(GIVEN ENTRIES begins)

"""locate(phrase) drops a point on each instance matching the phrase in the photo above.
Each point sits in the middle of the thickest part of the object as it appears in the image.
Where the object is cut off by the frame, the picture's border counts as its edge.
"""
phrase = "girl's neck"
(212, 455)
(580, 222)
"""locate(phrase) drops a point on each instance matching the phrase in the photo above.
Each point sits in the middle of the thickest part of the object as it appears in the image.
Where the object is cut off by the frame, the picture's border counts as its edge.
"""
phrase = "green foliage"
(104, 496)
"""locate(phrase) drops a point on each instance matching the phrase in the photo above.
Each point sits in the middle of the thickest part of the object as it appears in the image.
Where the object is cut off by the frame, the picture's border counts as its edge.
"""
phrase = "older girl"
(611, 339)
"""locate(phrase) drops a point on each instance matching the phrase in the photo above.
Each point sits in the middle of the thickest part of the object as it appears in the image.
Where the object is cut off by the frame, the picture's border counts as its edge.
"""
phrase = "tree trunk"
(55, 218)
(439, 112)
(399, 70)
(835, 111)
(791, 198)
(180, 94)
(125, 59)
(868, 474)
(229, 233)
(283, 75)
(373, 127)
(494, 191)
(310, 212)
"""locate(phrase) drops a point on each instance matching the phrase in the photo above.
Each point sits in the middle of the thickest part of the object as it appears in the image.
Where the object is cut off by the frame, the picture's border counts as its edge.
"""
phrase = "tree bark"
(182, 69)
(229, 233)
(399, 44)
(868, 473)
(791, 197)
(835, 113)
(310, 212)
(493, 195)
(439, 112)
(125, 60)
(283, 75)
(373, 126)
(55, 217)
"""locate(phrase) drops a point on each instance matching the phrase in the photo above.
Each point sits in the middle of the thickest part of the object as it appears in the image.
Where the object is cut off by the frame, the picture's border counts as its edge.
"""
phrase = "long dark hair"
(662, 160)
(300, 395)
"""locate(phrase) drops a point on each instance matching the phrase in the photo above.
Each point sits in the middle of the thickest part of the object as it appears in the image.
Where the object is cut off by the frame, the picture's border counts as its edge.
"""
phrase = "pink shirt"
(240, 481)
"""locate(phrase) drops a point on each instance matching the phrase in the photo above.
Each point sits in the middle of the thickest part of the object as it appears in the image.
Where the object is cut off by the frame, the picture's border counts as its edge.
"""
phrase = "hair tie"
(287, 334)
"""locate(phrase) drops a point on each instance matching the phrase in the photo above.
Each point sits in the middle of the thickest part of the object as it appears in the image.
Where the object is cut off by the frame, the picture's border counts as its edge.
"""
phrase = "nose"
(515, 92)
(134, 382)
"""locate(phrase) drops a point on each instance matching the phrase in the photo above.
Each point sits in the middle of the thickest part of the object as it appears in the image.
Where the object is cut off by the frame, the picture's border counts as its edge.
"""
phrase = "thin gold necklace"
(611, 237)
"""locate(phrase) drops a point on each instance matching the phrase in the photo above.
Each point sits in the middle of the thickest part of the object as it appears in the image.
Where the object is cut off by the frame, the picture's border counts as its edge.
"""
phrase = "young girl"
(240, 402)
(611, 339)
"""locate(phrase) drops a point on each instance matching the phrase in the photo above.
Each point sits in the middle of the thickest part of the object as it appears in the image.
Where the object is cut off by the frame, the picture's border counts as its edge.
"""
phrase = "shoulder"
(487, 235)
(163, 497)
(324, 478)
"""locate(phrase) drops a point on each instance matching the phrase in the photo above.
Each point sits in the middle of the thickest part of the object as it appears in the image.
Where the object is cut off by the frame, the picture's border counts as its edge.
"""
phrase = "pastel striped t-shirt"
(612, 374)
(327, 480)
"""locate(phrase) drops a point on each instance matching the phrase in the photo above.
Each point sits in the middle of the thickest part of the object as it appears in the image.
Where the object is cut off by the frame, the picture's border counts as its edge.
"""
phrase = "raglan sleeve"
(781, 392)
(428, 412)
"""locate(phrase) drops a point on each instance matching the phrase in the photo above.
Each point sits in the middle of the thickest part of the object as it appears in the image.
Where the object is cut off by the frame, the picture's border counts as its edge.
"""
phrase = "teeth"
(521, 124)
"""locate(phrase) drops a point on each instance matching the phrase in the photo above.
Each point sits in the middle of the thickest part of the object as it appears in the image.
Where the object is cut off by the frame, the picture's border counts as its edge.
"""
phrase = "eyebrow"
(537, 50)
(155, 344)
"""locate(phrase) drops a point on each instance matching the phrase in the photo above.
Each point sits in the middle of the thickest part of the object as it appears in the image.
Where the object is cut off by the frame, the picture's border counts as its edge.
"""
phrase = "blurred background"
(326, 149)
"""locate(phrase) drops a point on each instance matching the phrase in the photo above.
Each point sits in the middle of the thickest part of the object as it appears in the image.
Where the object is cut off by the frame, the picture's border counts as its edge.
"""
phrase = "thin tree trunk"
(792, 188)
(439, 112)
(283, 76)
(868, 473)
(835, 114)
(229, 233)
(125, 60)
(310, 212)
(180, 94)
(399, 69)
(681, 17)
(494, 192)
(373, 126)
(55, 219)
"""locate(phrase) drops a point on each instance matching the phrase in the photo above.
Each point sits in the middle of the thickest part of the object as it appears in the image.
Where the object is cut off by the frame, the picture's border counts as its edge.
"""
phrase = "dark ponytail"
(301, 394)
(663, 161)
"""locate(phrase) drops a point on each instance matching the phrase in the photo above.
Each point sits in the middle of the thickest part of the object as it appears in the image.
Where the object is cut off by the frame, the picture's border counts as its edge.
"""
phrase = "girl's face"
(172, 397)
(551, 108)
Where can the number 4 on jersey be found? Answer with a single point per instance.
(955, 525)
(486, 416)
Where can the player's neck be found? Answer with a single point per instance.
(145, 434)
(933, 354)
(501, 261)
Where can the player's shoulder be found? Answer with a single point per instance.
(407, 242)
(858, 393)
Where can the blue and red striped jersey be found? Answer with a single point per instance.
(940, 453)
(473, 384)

(GIVEN ENTRIES ends)

> _TASK TO CARRY OUT_:
Print only the lines running from the one with "Where can the player's neck" to the final line of the data above, each exactly as it appears.

> _RESPONSE TO THIS TASK_:
Where can the player's neck be found? Answer with a single point per instance.
(145, 434)
(933, 354)
(501, 261)
Where can the player's shoulder be found? Answer with a single point per instance.
(407, 242)
(858, 393)
Where can the blue and red striped jersey be found? Answer with a single point per instance.
(940, 453)
(473, 384)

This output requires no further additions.